Give back exactly the lines of the data below, starting with the line that has "Can you see the football helmet?" and going on through the line that has "Can you see the player cleat?".

▽

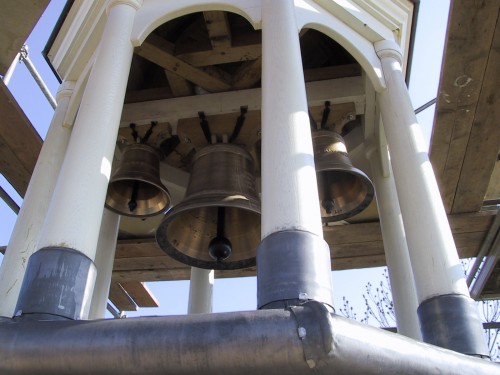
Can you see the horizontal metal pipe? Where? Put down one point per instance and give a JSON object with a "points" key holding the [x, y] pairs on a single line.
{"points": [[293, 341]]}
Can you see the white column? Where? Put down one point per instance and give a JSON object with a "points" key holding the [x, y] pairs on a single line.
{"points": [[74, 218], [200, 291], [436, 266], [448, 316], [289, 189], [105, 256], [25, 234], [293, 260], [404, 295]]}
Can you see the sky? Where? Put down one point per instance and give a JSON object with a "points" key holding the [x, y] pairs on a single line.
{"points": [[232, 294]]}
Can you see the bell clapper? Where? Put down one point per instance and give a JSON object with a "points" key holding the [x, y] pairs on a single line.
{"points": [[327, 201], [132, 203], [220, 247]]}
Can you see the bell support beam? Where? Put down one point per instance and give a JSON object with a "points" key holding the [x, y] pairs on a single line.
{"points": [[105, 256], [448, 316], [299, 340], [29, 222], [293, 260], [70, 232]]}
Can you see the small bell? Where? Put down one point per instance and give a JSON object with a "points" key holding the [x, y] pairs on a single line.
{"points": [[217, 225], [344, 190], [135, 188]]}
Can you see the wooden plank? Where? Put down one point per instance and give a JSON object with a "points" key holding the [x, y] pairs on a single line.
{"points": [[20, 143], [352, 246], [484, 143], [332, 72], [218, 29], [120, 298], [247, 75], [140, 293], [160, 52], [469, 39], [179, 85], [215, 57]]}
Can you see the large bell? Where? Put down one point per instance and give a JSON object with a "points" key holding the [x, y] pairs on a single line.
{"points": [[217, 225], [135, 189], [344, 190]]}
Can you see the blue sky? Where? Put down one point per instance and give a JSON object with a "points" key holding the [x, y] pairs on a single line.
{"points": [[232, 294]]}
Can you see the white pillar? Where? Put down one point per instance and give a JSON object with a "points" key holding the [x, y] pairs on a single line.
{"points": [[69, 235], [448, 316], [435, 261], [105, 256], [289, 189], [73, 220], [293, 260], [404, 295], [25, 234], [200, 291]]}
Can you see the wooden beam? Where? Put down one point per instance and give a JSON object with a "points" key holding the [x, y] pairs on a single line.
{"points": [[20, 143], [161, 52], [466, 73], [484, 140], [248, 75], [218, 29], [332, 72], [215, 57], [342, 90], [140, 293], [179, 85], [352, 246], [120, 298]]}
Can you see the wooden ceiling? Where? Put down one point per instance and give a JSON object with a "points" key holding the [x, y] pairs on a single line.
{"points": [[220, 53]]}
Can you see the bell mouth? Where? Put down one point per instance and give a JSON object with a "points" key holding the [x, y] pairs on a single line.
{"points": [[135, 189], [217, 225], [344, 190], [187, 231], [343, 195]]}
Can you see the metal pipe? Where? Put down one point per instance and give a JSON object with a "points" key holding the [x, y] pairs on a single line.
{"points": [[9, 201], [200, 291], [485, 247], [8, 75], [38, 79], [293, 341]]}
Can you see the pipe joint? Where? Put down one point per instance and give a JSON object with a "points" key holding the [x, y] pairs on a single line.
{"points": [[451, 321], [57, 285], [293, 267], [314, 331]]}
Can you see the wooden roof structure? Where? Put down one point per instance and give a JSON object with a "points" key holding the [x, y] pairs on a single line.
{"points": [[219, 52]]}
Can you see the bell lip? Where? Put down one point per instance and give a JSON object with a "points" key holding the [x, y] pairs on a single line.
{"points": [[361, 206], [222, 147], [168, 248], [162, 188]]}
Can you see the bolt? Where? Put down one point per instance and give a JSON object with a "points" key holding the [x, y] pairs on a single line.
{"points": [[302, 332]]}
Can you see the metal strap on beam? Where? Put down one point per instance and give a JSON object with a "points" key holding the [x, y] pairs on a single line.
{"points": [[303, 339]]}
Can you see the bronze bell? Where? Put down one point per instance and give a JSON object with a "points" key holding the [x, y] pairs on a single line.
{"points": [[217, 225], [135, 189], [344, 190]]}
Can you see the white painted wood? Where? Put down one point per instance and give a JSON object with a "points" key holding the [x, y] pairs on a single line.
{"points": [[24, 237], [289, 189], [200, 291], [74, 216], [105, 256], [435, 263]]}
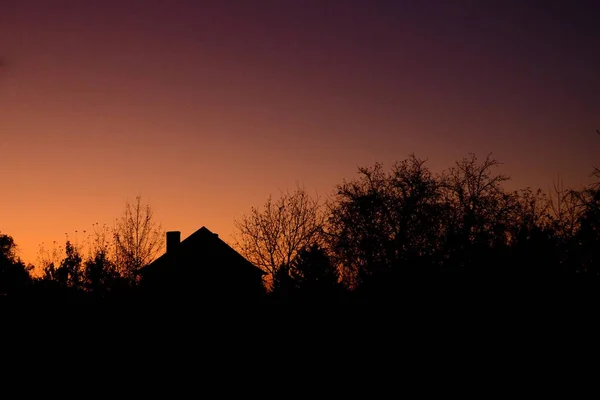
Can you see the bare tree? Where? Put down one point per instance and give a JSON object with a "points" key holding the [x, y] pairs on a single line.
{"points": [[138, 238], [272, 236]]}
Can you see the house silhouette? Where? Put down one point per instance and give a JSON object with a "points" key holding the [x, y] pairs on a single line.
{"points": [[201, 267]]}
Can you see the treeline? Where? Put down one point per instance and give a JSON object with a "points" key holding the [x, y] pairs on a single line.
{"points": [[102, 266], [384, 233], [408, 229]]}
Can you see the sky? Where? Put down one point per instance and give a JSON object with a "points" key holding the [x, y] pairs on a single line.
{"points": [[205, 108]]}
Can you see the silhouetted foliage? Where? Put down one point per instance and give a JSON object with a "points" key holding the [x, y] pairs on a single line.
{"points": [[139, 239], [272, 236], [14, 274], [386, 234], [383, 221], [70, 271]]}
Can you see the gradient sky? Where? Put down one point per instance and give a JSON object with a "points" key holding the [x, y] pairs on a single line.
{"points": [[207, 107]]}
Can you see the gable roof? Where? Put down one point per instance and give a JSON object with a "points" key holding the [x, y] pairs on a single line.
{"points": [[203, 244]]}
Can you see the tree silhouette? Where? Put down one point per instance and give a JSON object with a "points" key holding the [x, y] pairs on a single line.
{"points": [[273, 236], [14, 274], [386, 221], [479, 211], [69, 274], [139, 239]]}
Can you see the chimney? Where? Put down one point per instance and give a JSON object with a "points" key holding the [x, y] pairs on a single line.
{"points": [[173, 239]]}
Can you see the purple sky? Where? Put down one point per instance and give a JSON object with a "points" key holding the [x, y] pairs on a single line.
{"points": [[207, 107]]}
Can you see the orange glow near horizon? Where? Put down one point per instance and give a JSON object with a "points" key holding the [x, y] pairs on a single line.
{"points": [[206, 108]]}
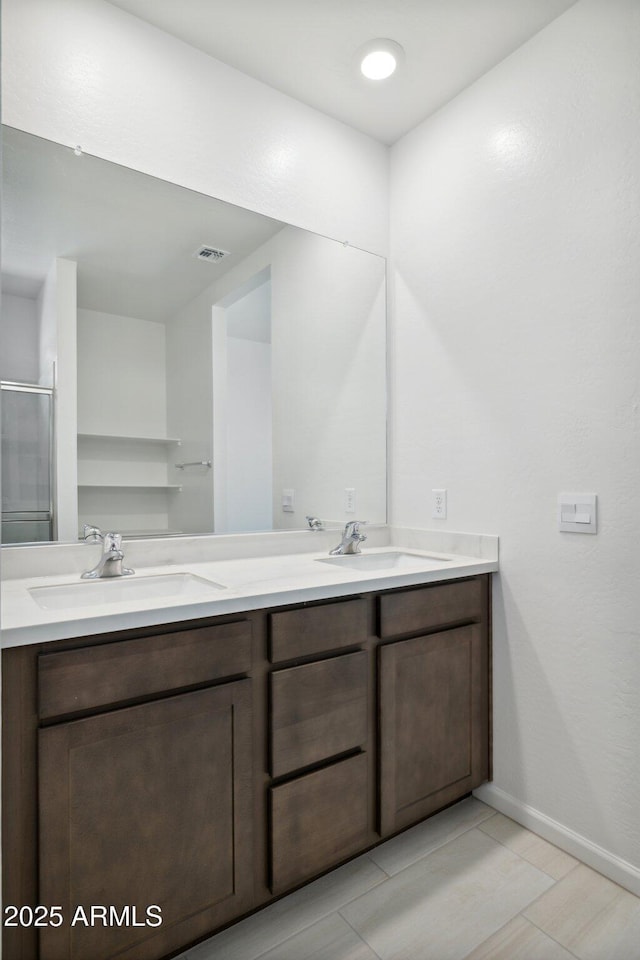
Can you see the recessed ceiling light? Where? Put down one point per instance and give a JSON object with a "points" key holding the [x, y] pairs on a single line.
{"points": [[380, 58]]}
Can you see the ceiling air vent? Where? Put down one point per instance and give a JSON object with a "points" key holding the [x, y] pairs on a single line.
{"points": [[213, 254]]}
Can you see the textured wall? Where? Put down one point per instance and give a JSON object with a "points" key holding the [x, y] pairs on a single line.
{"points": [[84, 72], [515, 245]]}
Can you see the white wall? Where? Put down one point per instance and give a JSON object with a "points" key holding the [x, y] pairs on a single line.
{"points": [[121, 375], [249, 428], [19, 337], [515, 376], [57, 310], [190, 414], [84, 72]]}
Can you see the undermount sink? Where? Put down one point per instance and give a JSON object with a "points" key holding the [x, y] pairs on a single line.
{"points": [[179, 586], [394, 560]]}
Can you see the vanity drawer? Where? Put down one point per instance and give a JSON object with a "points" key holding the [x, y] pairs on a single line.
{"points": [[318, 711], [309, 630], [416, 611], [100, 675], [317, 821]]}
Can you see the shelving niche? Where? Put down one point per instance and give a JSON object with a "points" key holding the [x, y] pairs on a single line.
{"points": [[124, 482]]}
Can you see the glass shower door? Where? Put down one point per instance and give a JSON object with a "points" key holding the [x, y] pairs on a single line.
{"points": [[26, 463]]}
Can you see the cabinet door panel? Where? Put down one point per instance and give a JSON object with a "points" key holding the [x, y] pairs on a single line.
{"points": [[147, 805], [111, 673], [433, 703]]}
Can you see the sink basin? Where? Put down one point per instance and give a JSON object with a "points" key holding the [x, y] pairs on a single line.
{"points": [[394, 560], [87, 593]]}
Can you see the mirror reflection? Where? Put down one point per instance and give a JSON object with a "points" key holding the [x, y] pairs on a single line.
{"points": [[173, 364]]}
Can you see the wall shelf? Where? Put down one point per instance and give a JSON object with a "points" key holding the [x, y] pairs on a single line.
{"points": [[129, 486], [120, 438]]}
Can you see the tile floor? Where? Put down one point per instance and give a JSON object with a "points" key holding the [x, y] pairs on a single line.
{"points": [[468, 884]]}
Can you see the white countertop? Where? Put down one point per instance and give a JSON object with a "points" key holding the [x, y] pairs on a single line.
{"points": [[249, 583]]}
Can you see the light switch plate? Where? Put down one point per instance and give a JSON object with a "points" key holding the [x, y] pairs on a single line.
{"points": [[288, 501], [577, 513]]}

△
▽

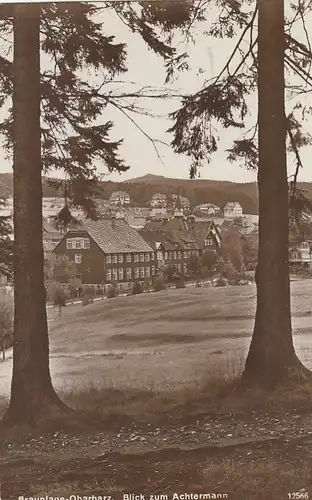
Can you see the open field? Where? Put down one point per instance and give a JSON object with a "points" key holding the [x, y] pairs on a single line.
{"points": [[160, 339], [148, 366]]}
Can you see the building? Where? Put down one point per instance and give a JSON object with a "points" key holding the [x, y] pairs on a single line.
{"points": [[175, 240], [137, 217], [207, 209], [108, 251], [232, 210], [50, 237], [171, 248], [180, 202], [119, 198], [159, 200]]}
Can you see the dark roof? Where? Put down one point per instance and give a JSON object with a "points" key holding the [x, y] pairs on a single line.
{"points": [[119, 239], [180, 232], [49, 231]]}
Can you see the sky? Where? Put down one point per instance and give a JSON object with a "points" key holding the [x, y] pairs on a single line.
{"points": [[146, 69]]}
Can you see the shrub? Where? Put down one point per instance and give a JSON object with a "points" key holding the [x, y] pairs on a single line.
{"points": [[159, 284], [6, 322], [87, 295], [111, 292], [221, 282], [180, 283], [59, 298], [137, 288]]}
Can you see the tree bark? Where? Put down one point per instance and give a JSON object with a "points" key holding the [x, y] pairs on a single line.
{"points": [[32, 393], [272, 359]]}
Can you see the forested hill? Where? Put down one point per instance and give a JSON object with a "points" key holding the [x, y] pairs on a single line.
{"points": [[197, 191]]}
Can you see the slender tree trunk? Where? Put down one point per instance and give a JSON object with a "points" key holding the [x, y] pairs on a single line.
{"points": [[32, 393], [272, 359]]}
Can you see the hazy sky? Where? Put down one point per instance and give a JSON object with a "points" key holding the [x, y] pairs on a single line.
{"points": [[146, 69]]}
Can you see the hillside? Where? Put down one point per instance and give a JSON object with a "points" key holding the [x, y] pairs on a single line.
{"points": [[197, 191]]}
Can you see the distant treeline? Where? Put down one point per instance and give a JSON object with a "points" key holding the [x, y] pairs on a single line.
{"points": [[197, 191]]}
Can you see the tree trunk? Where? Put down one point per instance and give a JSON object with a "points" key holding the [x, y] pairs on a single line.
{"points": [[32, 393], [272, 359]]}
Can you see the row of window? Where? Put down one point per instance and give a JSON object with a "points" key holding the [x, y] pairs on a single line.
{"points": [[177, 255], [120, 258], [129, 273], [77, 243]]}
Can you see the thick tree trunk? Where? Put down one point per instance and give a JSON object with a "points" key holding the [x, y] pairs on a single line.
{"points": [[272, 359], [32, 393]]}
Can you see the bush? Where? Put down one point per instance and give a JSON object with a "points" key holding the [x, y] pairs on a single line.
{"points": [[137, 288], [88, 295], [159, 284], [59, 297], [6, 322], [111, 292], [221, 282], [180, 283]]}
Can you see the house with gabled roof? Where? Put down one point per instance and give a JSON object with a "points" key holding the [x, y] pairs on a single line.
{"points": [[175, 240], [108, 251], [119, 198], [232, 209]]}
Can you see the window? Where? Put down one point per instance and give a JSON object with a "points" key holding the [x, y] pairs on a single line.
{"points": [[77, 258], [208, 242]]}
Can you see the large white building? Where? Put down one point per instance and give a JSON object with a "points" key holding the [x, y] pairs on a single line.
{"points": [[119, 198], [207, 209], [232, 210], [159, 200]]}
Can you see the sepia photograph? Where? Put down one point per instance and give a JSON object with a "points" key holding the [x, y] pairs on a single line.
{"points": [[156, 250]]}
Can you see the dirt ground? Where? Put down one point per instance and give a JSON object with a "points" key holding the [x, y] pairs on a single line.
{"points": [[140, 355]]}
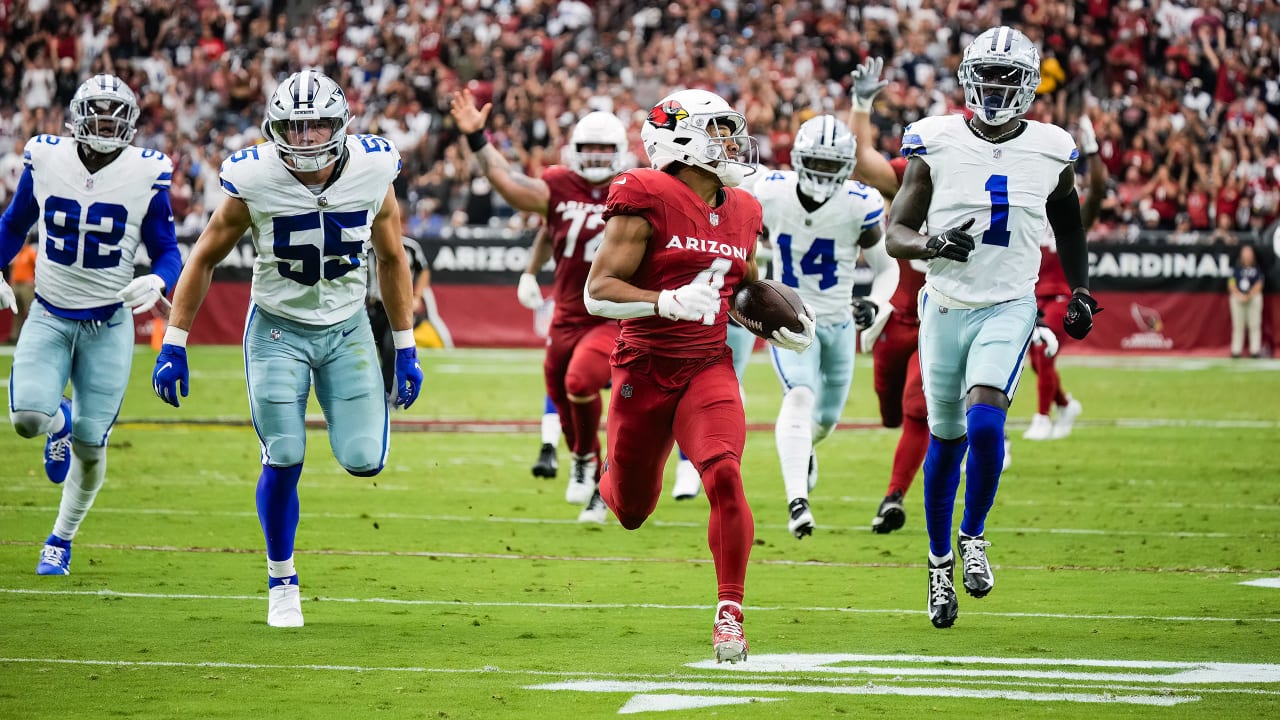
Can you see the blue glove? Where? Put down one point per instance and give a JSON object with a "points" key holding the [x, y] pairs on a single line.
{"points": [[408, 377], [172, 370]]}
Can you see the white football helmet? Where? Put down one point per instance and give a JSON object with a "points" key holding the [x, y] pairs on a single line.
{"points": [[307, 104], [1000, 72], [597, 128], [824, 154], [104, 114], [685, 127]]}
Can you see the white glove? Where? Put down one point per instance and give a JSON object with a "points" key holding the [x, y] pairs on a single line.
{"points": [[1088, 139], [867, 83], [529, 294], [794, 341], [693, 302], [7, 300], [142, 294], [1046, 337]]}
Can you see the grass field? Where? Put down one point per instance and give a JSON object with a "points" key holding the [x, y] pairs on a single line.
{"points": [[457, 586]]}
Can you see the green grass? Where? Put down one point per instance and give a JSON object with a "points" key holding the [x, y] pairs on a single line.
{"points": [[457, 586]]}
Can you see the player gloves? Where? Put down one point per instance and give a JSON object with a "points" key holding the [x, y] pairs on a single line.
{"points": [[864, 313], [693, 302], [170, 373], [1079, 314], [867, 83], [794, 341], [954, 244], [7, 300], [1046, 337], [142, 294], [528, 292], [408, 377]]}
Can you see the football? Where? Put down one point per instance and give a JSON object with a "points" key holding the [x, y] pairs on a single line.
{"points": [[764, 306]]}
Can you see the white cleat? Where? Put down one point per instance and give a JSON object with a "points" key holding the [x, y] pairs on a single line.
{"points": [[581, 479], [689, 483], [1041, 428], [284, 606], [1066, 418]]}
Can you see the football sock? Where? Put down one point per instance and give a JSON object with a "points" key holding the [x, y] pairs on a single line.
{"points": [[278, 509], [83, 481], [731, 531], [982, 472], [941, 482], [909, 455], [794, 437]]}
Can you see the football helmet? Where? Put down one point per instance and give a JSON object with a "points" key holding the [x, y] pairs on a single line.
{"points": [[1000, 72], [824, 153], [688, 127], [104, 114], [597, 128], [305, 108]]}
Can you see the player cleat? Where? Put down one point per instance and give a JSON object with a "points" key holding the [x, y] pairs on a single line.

△

Reply to the exercise →
Can you see the football helmet? Where? Put down one point per instance and give a JSON object with a "points" key holding the [x, y] pairs on a single line.
{"points": [[1000, 72], [824, 153], [688, 127], [104, 114], [597, 128], [305, 108]]}
Can you see the player cleat? Where? Put down one point per instance and give a JSON object with a "points" key holding the [x, y] pairs on a single line.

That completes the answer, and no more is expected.